◆ RECORDS TO USE:
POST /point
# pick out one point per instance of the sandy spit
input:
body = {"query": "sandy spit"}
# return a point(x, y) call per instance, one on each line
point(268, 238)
* * *
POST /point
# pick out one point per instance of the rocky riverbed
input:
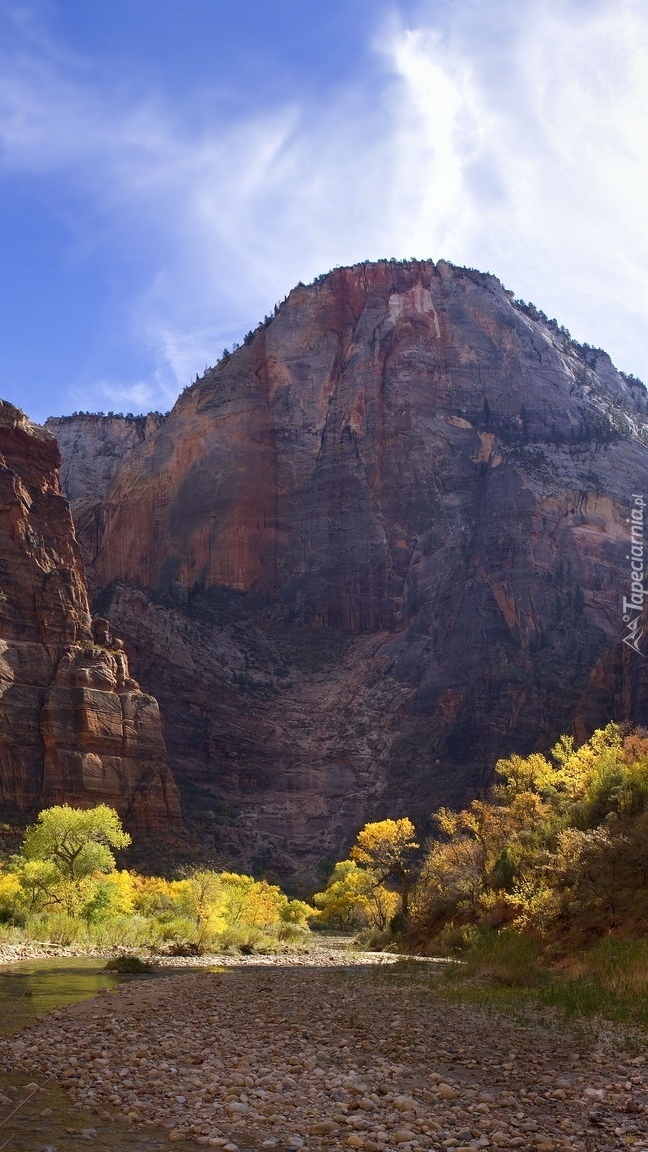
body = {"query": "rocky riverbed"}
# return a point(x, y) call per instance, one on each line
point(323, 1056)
==
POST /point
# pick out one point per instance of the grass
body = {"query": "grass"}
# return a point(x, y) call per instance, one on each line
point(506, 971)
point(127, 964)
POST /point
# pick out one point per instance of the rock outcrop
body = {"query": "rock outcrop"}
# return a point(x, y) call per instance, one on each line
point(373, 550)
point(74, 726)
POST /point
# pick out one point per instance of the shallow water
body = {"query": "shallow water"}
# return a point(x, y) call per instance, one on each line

◆ WHAT NEEDS TO BE DONE: Gather every line in the entries above that contains the string "body". Case counts.

◆ EXPECTED OUTPUT:
body = {"query": "sandy spit"}
body = {"query": "rocky riverbed"}
body = {"query": "grass"}
body = {"query": "rock outcrop"}
body = {"query": "shallow water"}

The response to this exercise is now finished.